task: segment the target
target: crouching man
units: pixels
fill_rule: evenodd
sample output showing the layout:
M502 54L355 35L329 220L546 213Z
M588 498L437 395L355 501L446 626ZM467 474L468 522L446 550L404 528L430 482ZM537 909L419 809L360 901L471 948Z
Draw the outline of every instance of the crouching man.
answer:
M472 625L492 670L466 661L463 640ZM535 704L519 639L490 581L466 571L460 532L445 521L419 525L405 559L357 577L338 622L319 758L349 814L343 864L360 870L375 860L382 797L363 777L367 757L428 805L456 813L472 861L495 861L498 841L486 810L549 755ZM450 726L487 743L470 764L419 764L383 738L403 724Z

# # # # # # #

→ Prompt:
The answer must consist of every line from the entries that holds the string "target".

→ Exercise output:
task: segment the target
target: crouching man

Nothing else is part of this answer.